··· MATERIAL PROVIDED

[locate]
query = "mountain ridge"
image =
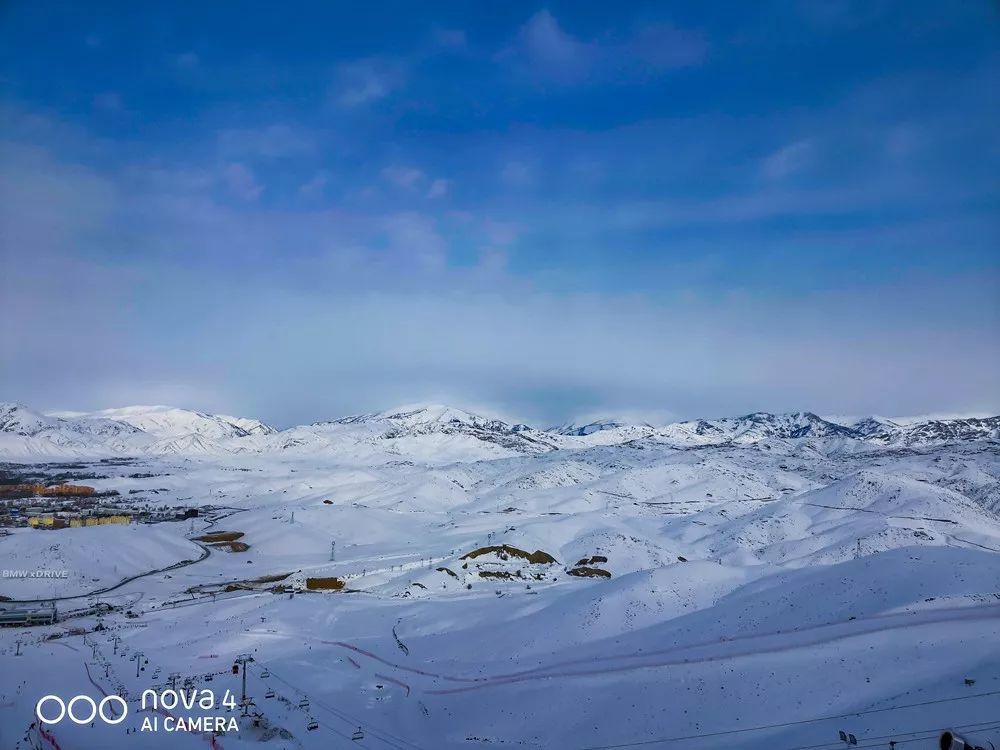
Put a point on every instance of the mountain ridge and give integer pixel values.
(427, 429)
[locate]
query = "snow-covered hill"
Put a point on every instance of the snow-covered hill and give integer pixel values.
(510, 587)
(169, 422)
(437, 433)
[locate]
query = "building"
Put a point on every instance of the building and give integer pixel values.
(21, 616)
(52, 521)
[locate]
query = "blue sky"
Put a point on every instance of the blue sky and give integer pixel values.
(547, 211)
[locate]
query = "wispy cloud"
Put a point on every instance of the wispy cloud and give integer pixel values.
(544, 50)
(108, 101)
(365, 81)
(404, 177)
(437, 188)
(241, 182)
(271, 141)
(788, 160)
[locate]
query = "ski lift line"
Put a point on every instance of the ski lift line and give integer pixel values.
(880, 739)
(880, 742)
(344, 718)
(380, 734)
(660, 740)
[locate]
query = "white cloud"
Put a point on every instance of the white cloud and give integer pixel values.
(788, 160)
(241, 182)
(366, 81)
(449, 37)
(544, 49)
(438, 188)
(407, 178)
(516, 174)
(187, 60)
(316, 185)
(271, 141)
(108, 101)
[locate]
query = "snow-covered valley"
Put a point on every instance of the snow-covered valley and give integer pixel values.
(761, 581)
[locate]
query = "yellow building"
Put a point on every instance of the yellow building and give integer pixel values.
(57, 522)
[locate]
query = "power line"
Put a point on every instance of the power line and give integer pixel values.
(880, 739)
(380, 734)
(640, 743)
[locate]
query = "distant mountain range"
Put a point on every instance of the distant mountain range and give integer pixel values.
(433, 432)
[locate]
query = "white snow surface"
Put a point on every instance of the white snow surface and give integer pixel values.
(766, 581)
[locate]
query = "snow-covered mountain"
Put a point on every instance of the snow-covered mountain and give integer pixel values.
(438, 433)
(164, 422)
(492, 571)
(589, 428)
(27, 432)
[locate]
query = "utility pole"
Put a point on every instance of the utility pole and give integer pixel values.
(242, 660)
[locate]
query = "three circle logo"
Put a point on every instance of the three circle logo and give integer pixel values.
(72, 711)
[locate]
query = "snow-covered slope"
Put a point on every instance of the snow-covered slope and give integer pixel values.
(169, 422)
(26, 432)
(509, 587)
(437, 433)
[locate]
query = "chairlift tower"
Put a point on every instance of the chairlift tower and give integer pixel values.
(241, 662)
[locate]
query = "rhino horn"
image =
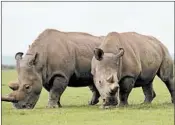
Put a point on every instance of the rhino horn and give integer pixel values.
(98, 53)
(8, 99)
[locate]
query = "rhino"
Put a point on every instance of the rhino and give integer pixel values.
(54, 61)
(128, 60)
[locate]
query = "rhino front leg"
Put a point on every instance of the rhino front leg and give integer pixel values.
(126, 86)
(95, 97)
(59, 85)
(148, 92)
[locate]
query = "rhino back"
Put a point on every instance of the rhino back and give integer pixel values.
(67, 53)
(143, 54)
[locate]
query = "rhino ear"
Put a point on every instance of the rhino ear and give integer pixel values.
(13, 85)
(98, 53)
(110, 79)
(34, 59)
(19, 55)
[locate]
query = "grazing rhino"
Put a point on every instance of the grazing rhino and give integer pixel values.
(55, 60)
(127, 60)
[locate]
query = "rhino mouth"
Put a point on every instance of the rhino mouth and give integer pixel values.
(110, 102)
(23, 106)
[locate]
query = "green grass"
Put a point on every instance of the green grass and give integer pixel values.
(75, 110)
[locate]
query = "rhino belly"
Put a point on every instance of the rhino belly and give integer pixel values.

······

**GIVEN TASK**
Each line of the data is to be duplicated exactly; pictures stay out of the copy.

**EXERCISE RESPONSE**
[locate]
query = "mountain ridge"
image =
Put a point on every instance of the mountain ridge and give integer pixel values.
(427, 429)
[locate]
query = "snow-covered hill"
Put a point on every instance of the snow-covered hill and give integer pixel values.
(510, 587)
(169, 422)
(437, 433)
[locate]
query = "building"
Put a point on every instance of the building and give integer pixel values.
(21, 616)
(52, 521)
[locate]
query = "blue sky"
Put a point on every instance of the blue sky and give integer pixel values.
(547, 211)
[locate]
query = "wispy cloud"
Put a point on every instance of the wispy cloud and give integer pixel values.
(544, 50)
(108, 101)
(365, 81)
(404, 177)
(437, 188)
(241, 182)
(271, 141)
(788, 160)
[locate]
query = "ski lift line"
Put a point on every instance of the ski lift line and give integer pixel values.
(880, 739)
(880, 742)
(344, 718)
(380, 734)
(660, 740)
[locate]
query = "white cloud"
Put a point on every instance of the white cloud and give integer pixel values.
(788, 160)
(241, 182)
(366, 81)
(449, 37)
(544, 49)
(438, 188)
(407, 178)
(516, 174)
(187, 60)
(316, 185)
(271, 141)
(108, 101)
[locate]
query = "snow-covered valley"
Put a point on every instance of the snow-covered valley and give integer pixel values.
(761, 581)
[locate]
query = "yellow building"
Put a point on every instance of the yellow building and give integer pixel values.
(57, 522)
[locate]
query = "power line"
Put a point on every instance of the power line and give integer pixel values.
(880, 739)
(380, 734)
(640, 743)
[locate]
query = "distant mountain range"
Put a point on every instance of the distant mountain range and give integer pixel values.
(433, 432)
[locate]
query = "white snow surface"
Put a point on every instance of the white snow surface and give integer pixel values.
(766, 581)
[locate]
query = "snow-covered mountain"
Put a point on every instance of the snow-covered mountain and give integer pixel values.
(438, 433)
(164, 422)
(492, 571)
(589, 428)
(27, 432)
[locate]
query = "utility pole"
Put a point on every instance of the utility pole and give integer pixel values.
(242, 660)
[locate]
query = "three circle logo"
Put a point on every instance of the three circle logo and give integer pixel values.
(72, 711)
[locate]
query = "snow-covered slope"
Put a point on every instance of the snow-covered slope and give integer pixel values.
(169, 422)
(26, 432)
(509, 587)
(437, 433)
[locate]
query = "chairlift tower"
Put a point on every instance of the chairlift tower and give integer pixel values.
(241, 662)
[locate]
query = "rhino horn"
image =
Put a point on every instance of the rhino horn and give integer pixel values.
(98, 53)
(8, 99)
[locate]
query = "rhino"
Put a point on every instance of the rhino and give integer pixel values.
(54, 61)
(128, 60)
[locate]
query = "rhino front leg"
Put a point on every instance of the rhino front leg and give integer pixel values.
(126, 86)
(95, 97)
(59, 85)
(148, 92)
[locate]
query = "rhino back"
Put a point on every instance of the rhino back and give integer pixel values.
(67, 53)
(143, 54)
[locate]
query = "rhino ear"
Put a point on every instance of the rhino ear and give integer pixel values.
(13, 85)
(98, 53)
(110, 79)
(34, 59)
(19, 55)
[locate]
query = "grazing rhino"
Put a point on every instance of the grazing rhino and give integer pixel values.
(55, 60)
(127, 60)
[locate]
query = "rhino mouth"
Put a point on every instance of the rhino mouth and give integer pixel values.
(110, 102)
(23, 106)
[locate]
query = "green grass"
Put a point on every instance of the green grass and give integer pixel values.
(75, 110)
[locate]
query = "rhino belly"
Put a point on every instance of the rhino belly and give integer pixel values.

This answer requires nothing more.